* _Your task_: Reproduce only the part of the items that opens with the line containing "Study the photograph above. For every instance of the man" and continues through the end of the items, both ends included, leaving the request lines unchanged. Multiply every coordinate in the answers by 2.45 and round each result to a whole number, with halves rounding up.

* _Task inputs_:
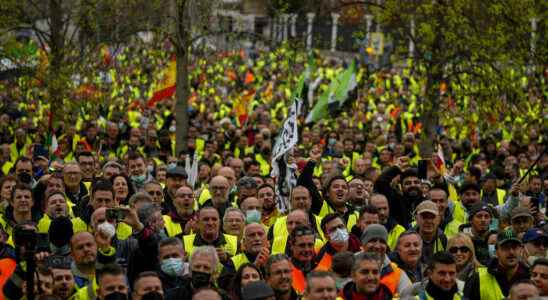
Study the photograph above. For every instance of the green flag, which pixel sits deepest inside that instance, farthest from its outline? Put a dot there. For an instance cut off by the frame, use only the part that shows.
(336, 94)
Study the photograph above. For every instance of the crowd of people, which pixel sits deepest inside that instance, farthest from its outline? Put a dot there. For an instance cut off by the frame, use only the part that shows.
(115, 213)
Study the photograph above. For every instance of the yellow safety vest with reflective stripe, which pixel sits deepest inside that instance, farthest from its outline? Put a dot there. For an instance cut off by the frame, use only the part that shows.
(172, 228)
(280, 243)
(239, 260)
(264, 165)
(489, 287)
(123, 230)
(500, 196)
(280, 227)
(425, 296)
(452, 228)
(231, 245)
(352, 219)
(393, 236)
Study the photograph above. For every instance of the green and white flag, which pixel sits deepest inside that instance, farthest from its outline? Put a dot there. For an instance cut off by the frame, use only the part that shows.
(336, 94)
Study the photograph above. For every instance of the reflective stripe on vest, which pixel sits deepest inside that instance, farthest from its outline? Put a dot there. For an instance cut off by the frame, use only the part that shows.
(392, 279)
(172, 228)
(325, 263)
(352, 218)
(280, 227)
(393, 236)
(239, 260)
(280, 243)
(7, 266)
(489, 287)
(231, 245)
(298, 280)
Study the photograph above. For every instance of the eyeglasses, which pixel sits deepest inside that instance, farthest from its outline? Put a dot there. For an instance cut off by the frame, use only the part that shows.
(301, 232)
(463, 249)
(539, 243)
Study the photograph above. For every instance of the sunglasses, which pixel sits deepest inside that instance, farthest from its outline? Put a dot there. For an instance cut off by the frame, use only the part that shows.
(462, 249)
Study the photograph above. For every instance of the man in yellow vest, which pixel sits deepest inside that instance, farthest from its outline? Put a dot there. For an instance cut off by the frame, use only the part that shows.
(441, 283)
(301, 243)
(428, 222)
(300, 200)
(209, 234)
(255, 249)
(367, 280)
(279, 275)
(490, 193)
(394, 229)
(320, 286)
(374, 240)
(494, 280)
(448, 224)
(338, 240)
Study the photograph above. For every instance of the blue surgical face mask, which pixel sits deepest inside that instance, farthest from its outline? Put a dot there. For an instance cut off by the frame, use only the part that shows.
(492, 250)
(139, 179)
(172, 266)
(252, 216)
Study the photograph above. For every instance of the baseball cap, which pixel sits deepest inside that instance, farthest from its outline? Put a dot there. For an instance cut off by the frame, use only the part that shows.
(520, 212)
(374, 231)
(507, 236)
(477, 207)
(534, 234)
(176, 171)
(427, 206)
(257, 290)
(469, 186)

* _Complete response_:
Study the photograph above. For every instance of the man in yellow vest, which pixel sits deepest inside that instance, farthest from its outline? Put a dot there. For an instance cut off by the frame, use only the part that shows.
(1080, 693)
(737, 595)
(1049, 544)
(735, 490)
(512, 573)
(625, 610)
(899, 686)
(684, 674)
(1201, 473)
(965, 561)
(784, 701)
(916, 588)
(1210, 686)
(1098, 549)
(828, 588)
Study the photograph above. For every instance of the blue surgical face mask, which pixel sits deepest inside that instance, farthest from its outline? Put a dot there. For an instance cut off by the frame, use only the part that shows.
(1205, 613)
(341, 439)
(421, 652)
(617, 529)
Study the photograph above. For every instance of the baseball cap, which pixel sits deepest inside that instance, farthest from its outline? Put a dot there. For an instance cut off by the frame, use only the part that shows.
(1274, 519)
(916, 566)
(1242, 578)
(1169, 507)
(1308, 573)
(431, 419)
(1046, 505)
(630, 711)
(1149, 456)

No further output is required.